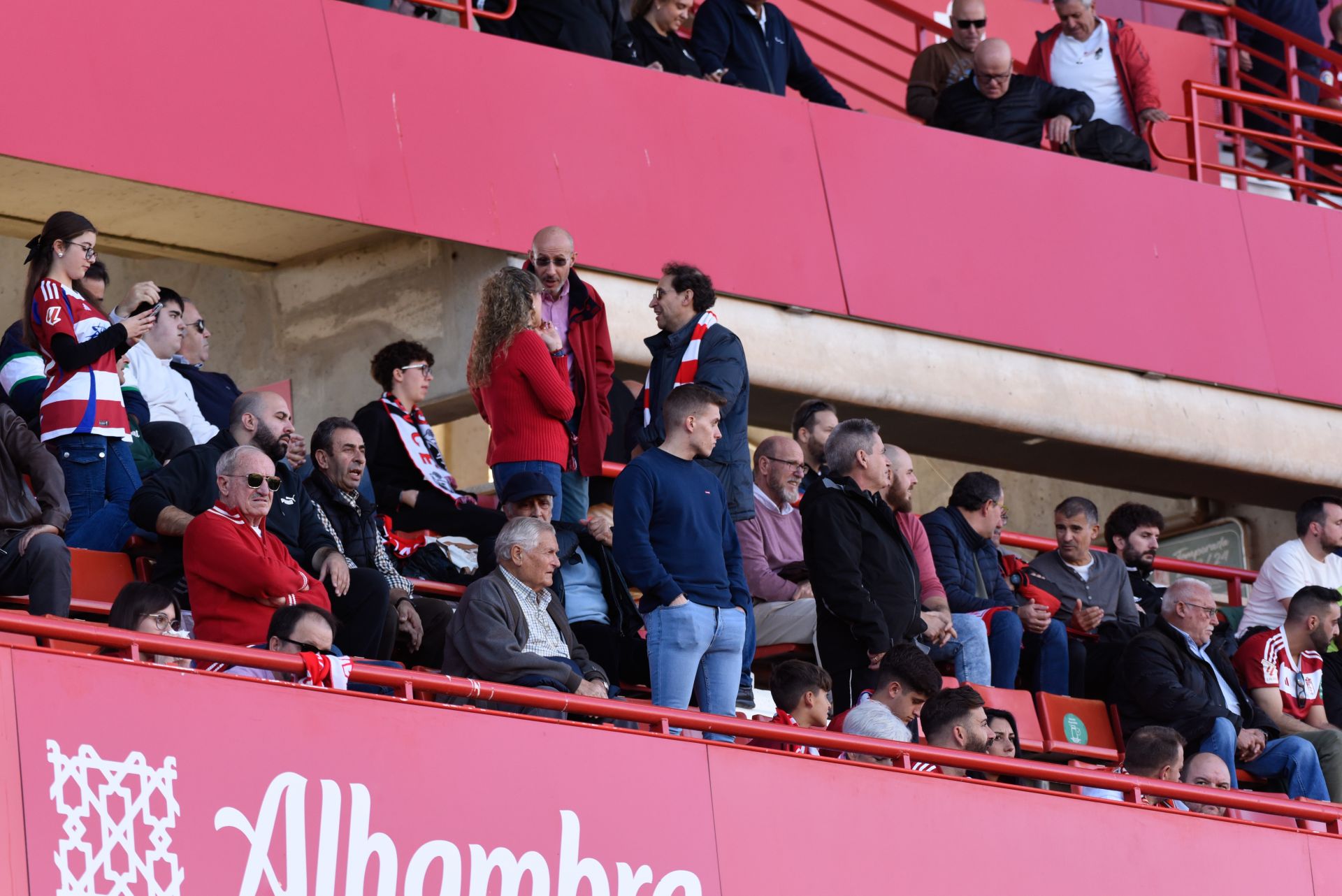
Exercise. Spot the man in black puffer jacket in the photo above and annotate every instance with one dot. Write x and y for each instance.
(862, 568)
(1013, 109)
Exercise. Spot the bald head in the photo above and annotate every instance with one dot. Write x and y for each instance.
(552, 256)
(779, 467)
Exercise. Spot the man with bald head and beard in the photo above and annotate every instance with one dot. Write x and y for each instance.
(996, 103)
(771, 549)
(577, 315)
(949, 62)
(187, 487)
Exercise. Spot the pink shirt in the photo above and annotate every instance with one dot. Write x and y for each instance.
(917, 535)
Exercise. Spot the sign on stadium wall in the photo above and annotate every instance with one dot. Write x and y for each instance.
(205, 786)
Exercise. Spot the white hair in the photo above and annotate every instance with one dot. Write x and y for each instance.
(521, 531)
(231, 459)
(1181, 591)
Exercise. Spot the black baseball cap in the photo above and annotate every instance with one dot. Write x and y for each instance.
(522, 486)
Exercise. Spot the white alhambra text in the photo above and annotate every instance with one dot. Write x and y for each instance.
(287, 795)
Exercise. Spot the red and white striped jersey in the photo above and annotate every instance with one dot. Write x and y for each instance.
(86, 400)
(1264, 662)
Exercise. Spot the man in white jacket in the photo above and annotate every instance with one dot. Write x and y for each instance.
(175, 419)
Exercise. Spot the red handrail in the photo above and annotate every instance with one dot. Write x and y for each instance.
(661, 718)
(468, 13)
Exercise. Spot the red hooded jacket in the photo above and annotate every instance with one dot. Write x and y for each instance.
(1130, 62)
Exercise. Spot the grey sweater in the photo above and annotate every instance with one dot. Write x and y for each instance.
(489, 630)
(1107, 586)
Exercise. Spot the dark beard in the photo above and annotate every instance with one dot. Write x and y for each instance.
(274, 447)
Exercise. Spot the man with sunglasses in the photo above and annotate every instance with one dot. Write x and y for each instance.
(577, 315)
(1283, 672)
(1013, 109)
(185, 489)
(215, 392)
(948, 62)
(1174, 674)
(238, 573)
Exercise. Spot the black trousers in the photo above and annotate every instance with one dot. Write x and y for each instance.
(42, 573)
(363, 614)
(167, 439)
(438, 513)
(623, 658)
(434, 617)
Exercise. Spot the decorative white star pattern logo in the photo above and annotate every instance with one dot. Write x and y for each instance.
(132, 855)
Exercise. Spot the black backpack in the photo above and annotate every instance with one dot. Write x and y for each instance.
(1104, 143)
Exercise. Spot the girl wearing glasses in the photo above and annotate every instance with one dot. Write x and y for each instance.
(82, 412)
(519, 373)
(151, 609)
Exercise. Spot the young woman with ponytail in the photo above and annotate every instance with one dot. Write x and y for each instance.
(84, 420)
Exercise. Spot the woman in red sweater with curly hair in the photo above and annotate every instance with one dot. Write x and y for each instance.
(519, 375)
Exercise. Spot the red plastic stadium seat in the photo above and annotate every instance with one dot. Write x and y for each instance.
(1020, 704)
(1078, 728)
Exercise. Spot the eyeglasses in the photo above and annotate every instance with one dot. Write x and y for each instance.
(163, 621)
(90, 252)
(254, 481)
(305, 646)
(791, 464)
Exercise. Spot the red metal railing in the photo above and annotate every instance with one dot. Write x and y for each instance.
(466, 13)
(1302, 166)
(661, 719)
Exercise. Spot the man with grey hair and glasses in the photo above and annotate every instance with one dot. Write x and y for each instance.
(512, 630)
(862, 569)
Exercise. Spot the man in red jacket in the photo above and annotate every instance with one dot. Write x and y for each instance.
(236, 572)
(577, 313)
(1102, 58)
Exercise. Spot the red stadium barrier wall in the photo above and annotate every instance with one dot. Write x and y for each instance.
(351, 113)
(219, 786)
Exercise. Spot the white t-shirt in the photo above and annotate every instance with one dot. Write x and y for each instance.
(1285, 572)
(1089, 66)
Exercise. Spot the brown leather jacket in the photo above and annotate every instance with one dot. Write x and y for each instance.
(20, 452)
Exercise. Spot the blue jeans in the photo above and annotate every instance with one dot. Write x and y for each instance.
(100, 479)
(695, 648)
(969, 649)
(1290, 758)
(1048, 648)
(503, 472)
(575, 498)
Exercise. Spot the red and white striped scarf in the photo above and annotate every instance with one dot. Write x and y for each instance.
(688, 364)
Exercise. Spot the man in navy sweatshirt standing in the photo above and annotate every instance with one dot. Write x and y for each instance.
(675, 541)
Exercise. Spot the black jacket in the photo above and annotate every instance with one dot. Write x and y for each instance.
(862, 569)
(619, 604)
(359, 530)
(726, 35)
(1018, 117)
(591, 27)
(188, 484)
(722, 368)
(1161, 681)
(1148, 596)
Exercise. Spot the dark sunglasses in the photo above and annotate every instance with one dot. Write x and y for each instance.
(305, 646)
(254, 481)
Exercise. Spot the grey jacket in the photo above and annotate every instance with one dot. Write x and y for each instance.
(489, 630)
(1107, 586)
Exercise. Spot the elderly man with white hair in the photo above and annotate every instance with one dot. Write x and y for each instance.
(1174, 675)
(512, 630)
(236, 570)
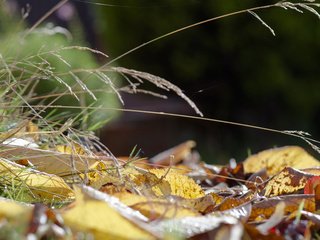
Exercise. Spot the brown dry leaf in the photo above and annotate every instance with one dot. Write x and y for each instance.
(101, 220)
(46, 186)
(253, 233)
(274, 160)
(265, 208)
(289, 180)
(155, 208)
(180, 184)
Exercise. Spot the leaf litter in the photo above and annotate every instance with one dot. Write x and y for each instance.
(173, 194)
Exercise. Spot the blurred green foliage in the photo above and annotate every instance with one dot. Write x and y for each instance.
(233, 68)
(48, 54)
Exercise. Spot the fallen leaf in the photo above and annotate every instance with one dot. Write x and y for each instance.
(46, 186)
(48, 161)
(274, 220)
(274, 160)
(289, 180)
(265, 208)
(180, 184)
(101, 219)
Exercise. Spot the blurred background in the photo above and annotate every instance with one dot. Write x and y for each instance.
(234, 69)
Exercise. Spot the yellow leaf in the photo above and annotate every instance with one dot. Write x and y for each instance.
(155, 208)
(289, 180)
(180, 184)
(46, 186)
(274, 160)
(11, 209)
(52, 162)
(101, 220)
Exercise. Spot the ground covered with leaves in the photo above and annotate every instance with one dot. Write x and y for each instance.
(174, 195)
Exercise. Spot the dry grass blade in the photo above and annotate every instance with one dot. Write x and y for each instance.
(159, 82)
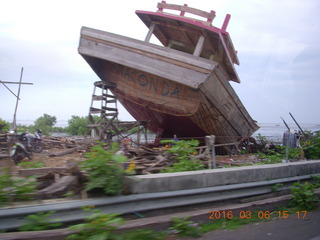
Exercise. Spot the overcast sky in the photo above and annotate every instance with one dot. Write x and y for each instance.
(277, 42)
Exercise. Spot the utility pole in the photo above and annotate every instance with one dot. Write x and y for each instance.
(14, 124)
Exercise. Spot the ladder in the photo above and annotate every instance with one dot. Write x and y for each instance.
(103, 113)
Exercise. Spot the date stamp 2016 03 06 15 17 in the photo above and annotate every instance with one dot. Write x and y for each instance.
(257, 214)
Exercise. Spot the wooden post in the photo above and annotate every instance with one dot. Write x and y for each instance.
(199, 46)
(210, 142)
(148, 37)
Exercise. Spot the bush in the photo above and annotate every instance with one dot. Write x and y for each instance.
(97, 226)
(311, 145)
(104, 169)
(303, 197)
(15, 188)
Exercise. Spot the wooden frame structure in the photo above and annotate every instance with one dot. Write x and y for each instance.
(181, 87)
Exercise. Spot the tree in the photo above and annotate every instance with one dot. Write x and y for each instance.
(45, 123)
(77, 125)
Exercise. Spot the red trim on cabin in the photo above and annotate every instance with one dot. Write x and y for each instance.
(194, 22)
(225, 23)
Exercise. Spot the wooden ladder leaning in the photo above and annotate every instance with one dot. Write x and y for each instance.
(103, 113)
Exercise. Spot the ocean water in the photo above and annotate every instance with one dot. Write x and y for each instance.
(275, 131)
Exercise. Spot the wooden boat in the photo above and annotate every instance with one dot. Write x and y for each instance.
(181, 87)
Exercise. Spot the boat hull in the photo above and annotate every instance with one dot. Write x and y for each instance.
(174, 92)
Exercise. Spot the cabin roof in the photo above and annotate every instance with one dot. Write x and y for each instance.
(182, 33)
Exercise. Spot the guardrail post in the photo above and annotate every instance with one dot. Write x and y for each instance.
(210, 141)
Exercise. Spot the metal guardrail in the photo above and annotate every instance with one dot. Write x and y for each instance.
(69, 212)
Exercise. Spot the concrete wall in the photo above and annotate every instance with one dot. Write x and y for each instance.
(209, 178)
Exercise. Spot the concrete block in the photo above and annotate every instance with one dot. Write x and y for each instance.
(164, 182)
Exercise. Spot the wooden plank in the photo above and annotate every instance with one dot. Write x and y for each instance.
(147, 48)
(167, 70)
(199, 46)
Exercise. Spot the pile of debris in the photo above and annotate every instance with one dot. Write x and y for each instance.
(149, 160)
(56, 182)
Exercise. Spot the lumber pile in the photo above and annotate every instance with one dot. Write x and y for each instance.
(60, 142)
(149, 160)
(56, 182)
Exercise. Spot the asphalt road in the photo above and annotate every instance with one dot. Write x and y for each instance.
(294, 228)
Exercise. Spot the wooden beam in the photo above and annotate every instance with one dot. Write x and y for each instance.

## [SET EXERCISE]
Can you lay out the stretch from the line containing "Exercise. Spot the man with bald" through the line containing "(1264, 662)" as a numbered list, leaving out any blank lines?

## [FULL ANSWER]
1. Exercise. Spot the man with bald head and beard in the photo above and annotate every instance with one dot. Write x and y for each instance.
2. (996, 103)
3. (771, 549)
4. (577, 315)
5. (949, 62)
6. (187, 487)
7. Exercise. Spot the pink shirt in the photo above and annotate every instance with one dot. Write x and y for each instance.
8. (917, 535)
9. Exercise. Spot the sign on stadium wall in the photo above and annotate every instance with one dot. Write x and y for each instance.
10. (205, 786)
11. Exercise. Spot the white hair in the photo above and annotate every instance with one dot. Write x and y for each instance.
12. (521, 531)
13. (231, 459)
14. (1181, 591)
15. Exercise. Spot the black baseball cap in the photo above and annotate every instance with one dot. Write x and y for each instance.
16. (522, 486)
17. Exercise. Spot the white alhambra text in the photo above and annotate every instance with one dot. Write x and y for each instance.
18. (287, 795)
19. Exercise. Spot the red and white striped jersey in the photo above and annotate every instance with one dot. Write x and y for each instance.
20. (86, 400)
21. (1264, 662)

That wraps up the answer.